Excerpts from a pointing dataset.
━━━━━━━━━━━━━━━━━━━━
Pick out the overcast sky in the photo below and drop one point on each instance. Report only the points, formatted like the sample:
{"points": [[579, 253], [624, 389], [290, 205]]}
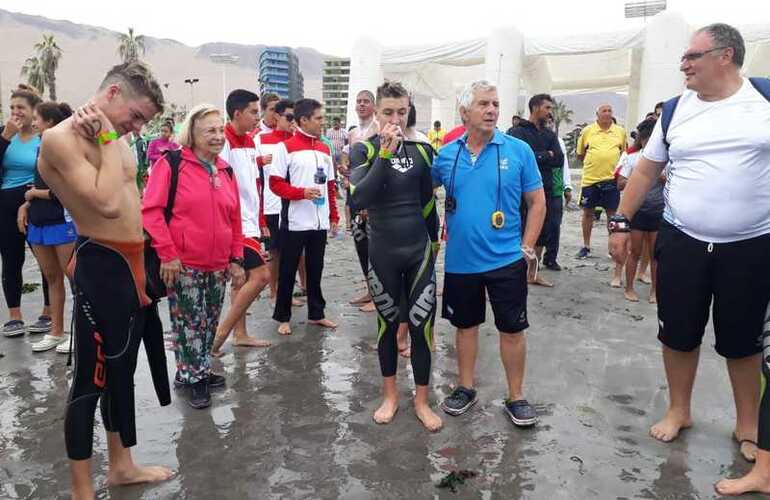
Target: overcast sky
{"points": [[332, 26]]}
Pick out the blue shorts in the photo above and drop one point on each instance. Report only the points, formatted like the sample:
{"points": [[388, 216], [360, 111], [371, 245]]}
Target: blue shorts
{"points": [[51, 236]]}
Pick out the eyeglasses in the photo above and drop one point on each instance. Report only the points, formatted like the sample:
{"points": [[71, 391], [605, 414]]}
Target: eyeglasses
{"points": [[693, 56]]}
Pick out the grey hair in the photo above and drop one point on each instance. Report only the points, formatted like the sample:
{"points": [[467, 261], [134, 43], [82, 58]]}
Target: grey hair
{"points": [[469, 92], [186, 137], [725, 35]]}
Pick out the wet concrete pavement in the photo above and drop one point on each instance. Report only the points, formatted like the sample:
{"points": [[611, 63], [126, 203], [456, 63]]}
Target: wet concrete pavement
{"points": [[295, 420]]}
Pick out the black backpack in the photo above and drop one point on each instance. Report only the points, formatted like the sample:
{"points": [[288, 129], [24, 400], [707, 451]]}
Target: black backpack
{"points": [[155, 287], [761, 84]]}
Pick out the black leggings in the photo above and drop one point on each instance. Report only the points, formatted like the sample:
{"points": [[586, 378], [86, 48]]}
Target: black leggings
{"points": [[293, 244], [764, 406], [107, 334], [12, 247], [392, 276], [361, 240]]}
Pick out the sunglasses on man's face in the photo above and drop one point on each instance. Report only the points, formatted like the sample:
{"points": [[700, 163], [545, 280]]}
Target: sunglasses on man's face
{"points": [[693, 56]]}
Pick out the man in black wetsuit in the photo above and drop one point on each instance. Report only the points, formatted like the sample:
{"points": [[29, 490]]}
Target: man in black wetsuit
{"points": [[391, 179], [93, 174]]}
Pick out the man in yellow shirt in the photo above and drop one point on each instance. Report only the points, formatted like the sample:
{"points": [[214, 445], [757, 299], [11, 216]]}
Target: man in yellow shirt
{"points": [[436, 136], [599, 147]]}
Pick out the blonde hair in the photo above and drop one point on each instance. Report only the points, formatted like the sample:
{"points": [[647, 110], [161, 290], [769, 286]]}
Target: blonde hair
{"points": [[197, 113]]}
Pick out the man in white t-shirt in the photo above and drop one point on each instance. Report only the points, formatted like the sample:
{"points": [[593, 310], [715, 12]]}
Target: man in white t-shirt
{"points": [[714, 243]]}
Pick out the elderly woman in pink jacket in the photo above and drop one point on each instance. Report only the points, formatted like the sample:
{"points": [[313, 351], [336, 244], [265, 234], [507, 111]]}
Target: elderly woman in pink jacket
{"points": [[200, 247]]}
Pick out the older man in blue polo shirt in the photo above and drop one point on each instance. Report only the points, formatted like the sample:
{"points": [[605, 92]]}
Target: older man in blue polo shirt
{"points": [[486, 174]]}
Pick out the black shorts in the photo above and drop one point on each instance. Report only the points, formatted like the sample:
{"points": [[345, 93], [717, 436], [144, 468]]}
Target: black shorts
{"points": [[648, 222], [465, 303], [603, 194], [272, 224], [692, 273], [252, 254]]}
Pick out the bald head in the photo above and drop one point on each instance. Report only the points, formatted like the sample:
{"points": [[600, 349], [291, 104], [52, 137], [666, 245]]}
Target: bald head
{"points": [[604, 115]]}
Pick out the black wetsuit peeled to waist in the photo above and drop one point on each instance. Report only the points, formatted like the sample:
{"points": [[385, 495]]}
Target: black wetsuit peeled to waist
{"points": [[397, 194]]}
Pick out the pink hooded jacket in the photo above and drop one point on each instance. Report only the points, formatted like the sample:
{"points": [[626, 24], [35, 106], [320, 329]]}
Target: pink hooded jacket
{"points": [[205, 227]]}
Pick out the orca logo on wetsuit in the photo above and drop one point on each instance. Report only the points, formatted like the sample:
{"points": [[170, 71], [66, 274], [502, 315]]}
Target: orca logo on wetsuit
{"points": [[100, 373], [403, 165], [423, 305], [385, 303]]}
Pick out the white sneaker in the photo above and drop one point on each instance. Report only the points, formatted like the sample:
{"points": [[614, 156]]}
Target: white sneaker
{"points": [[64, 347], [48, 343]]}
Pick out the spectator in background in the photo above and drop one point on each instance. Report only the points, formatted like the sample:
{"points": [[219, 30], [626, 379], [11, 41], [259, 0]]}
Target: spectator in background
{"points": [[545, 145], [436, 136], [339, 138], [411, 131], [162, 144], [19, 145], [50, 232], [200, 248], [599, 148], [515, 121], [646, 222]]}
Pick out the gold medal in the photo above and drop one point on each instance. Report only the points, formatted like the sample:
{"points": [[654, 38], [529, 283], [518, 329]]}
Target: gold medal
{"points": [[498, 219]]}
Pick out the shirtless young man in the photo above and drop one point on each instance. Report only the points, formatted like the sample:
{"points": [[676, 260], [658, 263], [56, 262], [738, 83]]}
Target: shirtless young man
{"points": [[94, 175]]}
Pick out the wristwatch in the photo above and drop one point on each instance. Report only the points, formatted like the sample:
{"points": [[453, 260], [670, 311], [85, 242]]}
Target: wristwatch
{"points": [[619, 223]]}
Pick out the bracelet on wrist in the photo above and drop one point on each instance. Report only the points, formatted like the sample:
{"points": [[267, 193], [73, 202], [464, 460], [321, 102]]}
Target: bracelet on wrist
{"points": [[106, 137]]}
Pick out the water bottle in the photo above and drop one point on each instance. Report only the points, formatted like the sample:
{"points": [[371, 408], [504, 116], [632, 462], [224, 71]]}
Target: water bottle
{"points": [[320, 179]]}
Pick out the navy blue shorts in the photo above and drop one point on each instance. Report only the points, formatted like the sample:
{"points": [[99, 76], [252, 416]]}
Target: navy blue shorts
{"points": [[51, 236], [603, 194]]}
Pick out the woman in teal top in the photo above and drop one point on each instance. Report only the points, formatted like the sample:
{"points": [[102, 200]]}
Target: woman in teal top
{"points": [[19, 143]]}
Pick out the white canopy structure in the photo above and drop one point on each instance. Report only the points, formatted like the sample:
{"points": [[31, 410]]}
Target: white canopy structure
{"points": [[643, 62]]}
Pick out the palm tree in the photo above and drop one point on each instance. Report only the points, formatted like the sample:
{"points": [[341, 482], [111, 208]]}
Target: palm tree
{"points": [[561, 114], [33, 70], [130, 46], [48, 55]]}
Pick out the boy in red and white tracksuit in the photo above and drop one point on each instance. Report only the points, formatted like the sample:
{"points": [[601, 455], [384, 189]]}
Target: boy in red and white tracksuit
{"points": [[241, 154], [303, 176]]}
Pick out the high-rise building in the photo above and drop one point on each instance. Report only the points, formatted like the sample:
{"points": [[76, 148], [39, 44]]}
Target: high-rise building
{"points": [[279, 73], [335, 88]]}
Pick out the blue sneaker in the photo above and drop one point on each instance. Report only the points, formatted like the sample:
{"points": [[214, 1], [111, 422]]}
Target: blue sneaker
{"points": [[583, 253], [521, 413], [459, 401]]}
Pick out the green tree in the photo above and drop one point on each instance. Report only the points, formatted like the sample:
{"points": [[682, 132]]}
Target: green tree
{"points": [[131, 45], [561, 114], [33, 71], [48, 55]]}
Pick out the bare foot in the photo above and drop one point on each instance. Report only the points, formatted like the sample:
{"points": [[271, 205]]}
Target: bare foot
{"points": [[368, 307], [327, 323], [540, 281], [430, 420], [216, 347], [138, 474], [668, 429], [247, 341], [752, 482], [363, 299], [386, 411], [630, 296], [748, 446]]}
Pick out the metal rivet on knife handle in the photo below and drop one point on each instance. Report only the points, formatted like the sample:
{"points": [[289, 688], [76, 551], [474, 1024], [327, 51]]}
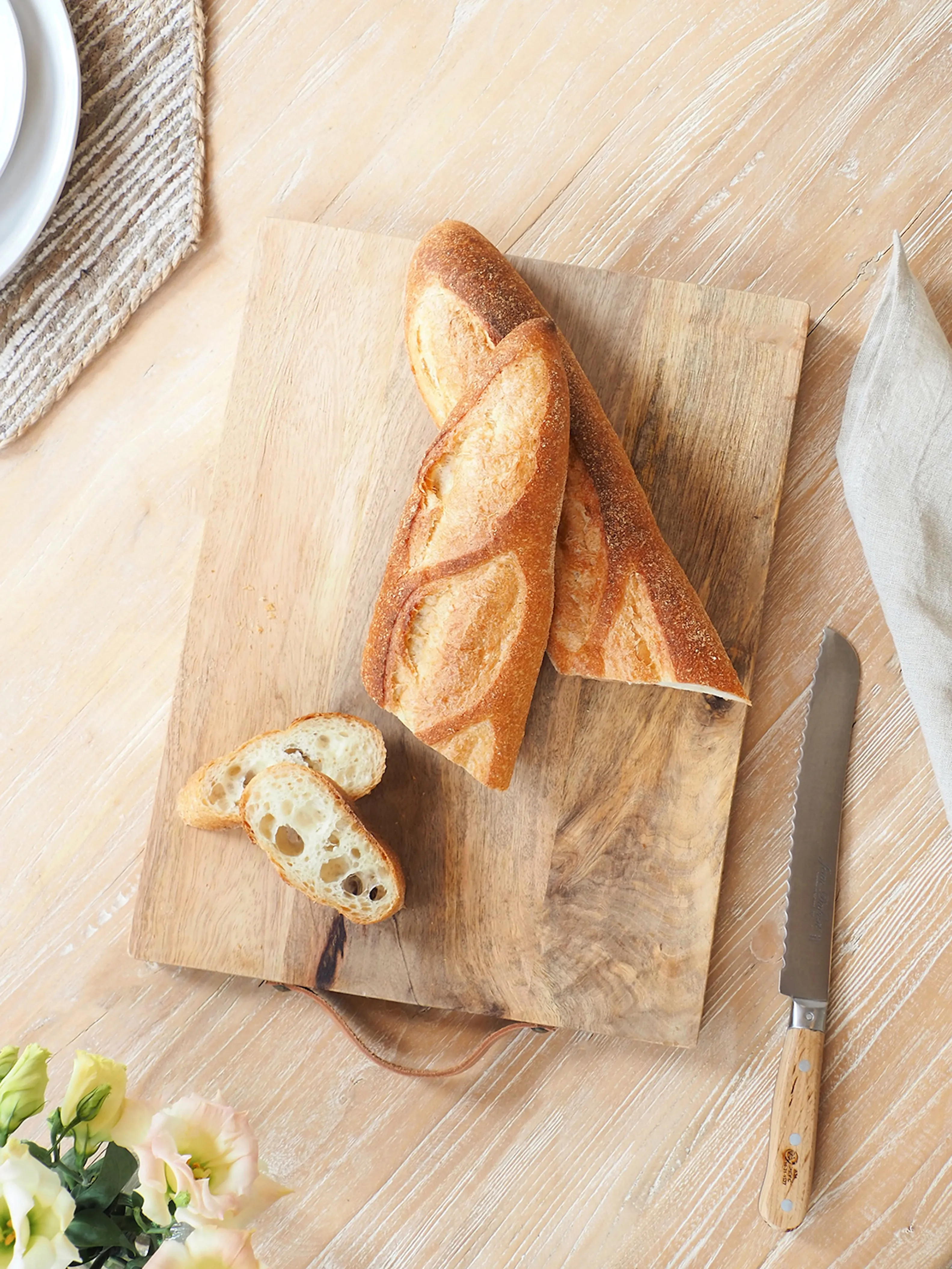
━━━━━━━━━━━━━━━━━━━━
Requirement.
Please reproduce the entire listing above word for word, leaving out the pictures.

Response below.
Pick out the overcast sky in the photo below and drop one point on each instance. Report only the points, formatted like the sample:
{"points": [[579, 253], [624, 389], [290, 205]]}
Target: overcast sky
{"points": [[332, 26]]}
Pick out the blue shorts in the photo above and drop one point on each instance. Report only the points, formatted like the sample:
{"points": [[388, 216], [360, 111], [371, 245]]}
Target: blue shorts
{"points": [[51, 236]]}
Pick out the eyeglasses in the photo above and drop one point on each instance. Report only the points, formatted like the sample:
{"points": [[71, 391], [605, 414]]}
Target: eyeglasses
{"points": [[693, 56]]}
Pick out the grey hair in the photo above and drop one point on each instance. Report only the points, formatted like the sample:
{"points": [[467, 261], [134, 43], [82, 58]]}
Target: grey hair
{"points": [[469, 92], [186, 137], [725, 35]]}
Pick out the wet concrete pavement in the photo above and drop one point on each instance. Report only the points, formatted like the sample:
{"points": [[611, 63], [126, 203], [456, 63]]}
Target: wet concrete pavement
{"points": [[295, 420]]}
Pick out the black backpack in the photo above and drop one point on each instance. Report only the points, formatted like the sample:
{"points": [[288, 129], [24, 400], [707, 451]]}
Target: black backpack
{"points": [[155, 287], [761, 84]]}
Pick out the black leggings in the photo above and drop one point on each instance. Report only the points, formatted like the sample:
{"points": [[586, 378], [86, 48]]}
Target: black leggings
{"points": [[293, 244], [764, 406], [107, 334], [12, 247], [392, 276], [361, 240]]}
Pick out the sunglasses on man's face in the photo above and drop one point on each instance. Report only the points, formatted like the sample:
{"points": [[700, 163], [545, 280]]}
Target: sunglasses on man's face
{"points": [[693, 56]]}
Pick out the man in black wetsuit in the photo above and drop one point on each instance. Report only the points, formatted like the sample:
{"points": [[29, 490]]}
Target: man in black wetsuit
{"points": [[391, 179], [93, 174]]}
Pick out the man in yellow shirt in the photo above and drop one point on each instance. Report only the points, formatted like the sample:
{"points": [[214, 445], [757, 299], [11, 216]]}
Target: man in yellow shirt
{"points": [[436, 136], [599, 147]]}
Pick out the blonde hair in the photo above and drop one point on each instance. Report only the points, formatted like the sample:
{"points": [[647, 110], [161, 290], [769, 286]]}
Target: blonde hair
{"points": [[197, 113]]}
Pick out the man in white t-shirt in the photo above and drop one point on each instance. Report only the points, formatted like the sample:
{"points": [[593, 310], [715, 12]]}
Target: man in white t-shirt
{"points": [[714, 243]]}
Pick out the elderly woman in pink jacket in the photo above and drop one point on each instance. Report only the points, formatted like the sample:
{"points": [[313, 351], [336, 244], [265, 234], [507, 111]]}
Target: elderly woman in pink jacket
{"points": [[200, 247]]}
Pick out the older man in blue polo shirt in the photo above and drop one point on each instance. Report only the points, formatted like the sample:
{"points": [[605, 92]]}
Target: older man in blue polo shirt
{"points": [[486, 174]]}
Pick out the black shorts in the photo above and drop one point on each instance. Report only the points, formatted like the sample:
{"points": [[345, 93], [717, 436], [144, 468]]}
Target: black shorts
{"points": [[648, 222], [465, 303], [603, 194], [272, 224], [692, 273], [252, 254]]}
Pick out the bald head in the photo above and drop one point on each instance. Report only the points, formatted like the sample:
{"points": [[600, 349], [291, 104], [52, 137], [666, 245]]}
Target: bald head
{"points": [[604, 115]]}
Pick out the black wetsuit peeled to waist in the photo above and drop one point on each instance. Report only the points, formatted like the sample:
{"points": [[385, 495]]}
Target: black wetsuit peeled to waist
{"points": [[397, 194]]}
Pick out the pink hooded jacket in the photo above and drop one point on each instance. Report only the points, formatted like the sample:
{"points": [[626, 24], [35, 106], [320, 329]]}
Target: pink hooded jacket
{"points": [[205, 227]]}
Pick out the orca logo on wetsuit in the photo above and drop one point on each instance. Report only the points, formatted like the sample:
{"points": [[170, 71], [66, 274], [502, 315]]}
Target: orca logo on wetsuit
{"points": [[100, 373], [403, 165], [423, 305], [385, 303]]}
Pick out the white sneaker in the photo above and drop one point on each instance. Report only the points, formatted like the sample:
{"points": [[614, 156]]}
Target: white sneaker
{"points": [[64, 347], [48, 343]]}
Pick out the spectator in background in the photo above and drop one point on each instance. Report only the points, formatted like the sample:
{"points": [[219, 30], [626, 379], [11, 41], [259, 0]]}
Target: spectator in background
{"points": [[545, 145], [436, 136], [339, 138], [411, 131], [162, 144], [19, 145], [50, 232], [200, 248], [599, 148], [515, 121], [646, 222]]}
Pick out the gold medal in the photo above and drop one point on each instance. Report only the points, formatted like the sample:
{"points": [[654, 38], [529, 283], [518, 329]]}
Target: gold medal
{"points": [[498, 219]]}
Pick out the shirtless young man in the photo above and drop one point on each instance. Report only the points, formatted like the sample:
{"points": [[676, 260], [658, 263], [56, 262], [738, 83]]}
Target: shirtless young man
{"points": [[94, 175]]}
Pick out the wristwatch in the photo above and drop one point on each instance. Report only the points, formatted like the sample:
{"points": [[453, 260], [670, 311], [85, 242]]}
Target: wristwatch
{"points": [[619, 223]]}
Pick out the bracelet on wrist in the photo above and drop one point on each instance. Report only the points, formatted like the sample:
{"points": [[267, 193], [73, 202], [464, 460], [321, 102]]}
Target: bracelet on wrist
{"points": [[106, 137]]}
Pick out the water bottle in the photo above and drop one point on each instance. Report only the points, formatted like the sample:
{"points": [[371, 408], [504, 116], [632, 462], [224, 71]]}
Target: water bottle
{"points": [[320, 179]]}
Pick out the navy blue shorts in the photo above and drop one point on each instance. Report only the points, formatted like the sample:
{"points": [[99, 76], [252, 416]]}
Target: navy blue shorts
{"points": [[51, 236], [603, 194]]}
Pick out the woman in teal top in the photo above and drop one point on each instance. Report only the points, formatted like the sample:
{"points": [[102, 200]]}
Target: woman in teal top
{"points": [[19, 143]]}
Pick out the white canopy structure in the photo above and drop one point on each instance. Report only the points, formatted like the sample:
{"points": [[31, 410]]}
Target: white canopy structure
{"points": [[643, 62]]}
Pick out the palm tree in the photo above and drop one point on each instance. Report only the points, formatted like the sample:
{"points": [[341, 482], [111, 208]]}
Target: palm tree
{"points": [[561, 114], [33, 70], [130, 46], [48, 55]]}
Pick out the boy in red and white tracksuit in the photo above and drop one point on each instance. Report only the points, formatted like the sample:
{"points": [[601, 455], [384, 189]]}
Target: boy in red and white tracksuit
{"points": [[241, 154], [303, 176]]}
Pick out the high-rise building in the photo above and drop one point on each instance. Report only the points, formatted like the sample:
{"points": [[76, 148], [39, 44]]}
Target: high-rise building
{"points": [[279, 73], [335, 88]]}
Pick out the blue sneaker in the photo above and drop one point on each instance. Report only the points, formatted like the sample:
{"points": [[214, 1], [111, 422]]}
Target: blue sneaker
{"points": [[583, 253], [521, 413], [459, 401]]}
Pick out the green tree in the photo above and drop one point on each instance. Report only the points, formatted like the sample:
{"points": [[682, 132]]}
Target: green tree
{"points": [[131, 45], [561, 114], [33, 71], [48, 55]]}
Pick out the bare foot in the photo above and drop one point on each instance. Report only the points, formatted like the sample:
{"points": [[271, 205]]}
Target: bare foot
{"points": [[368, 307], [327, 323], [540, 281], [430, 420], [216, 347], [138, 474], [668, 429], [247, 341], [752, 482], [363, 299], [386, 411], [630, 296], [748, 446]]}
Pick out the metal rivet on knife handle in the photo below and drop one point on each instance. Report only the points, formatted like the sample:
{"points": [[289, 688], [76, 551], [474, 1024], [327, 51]]}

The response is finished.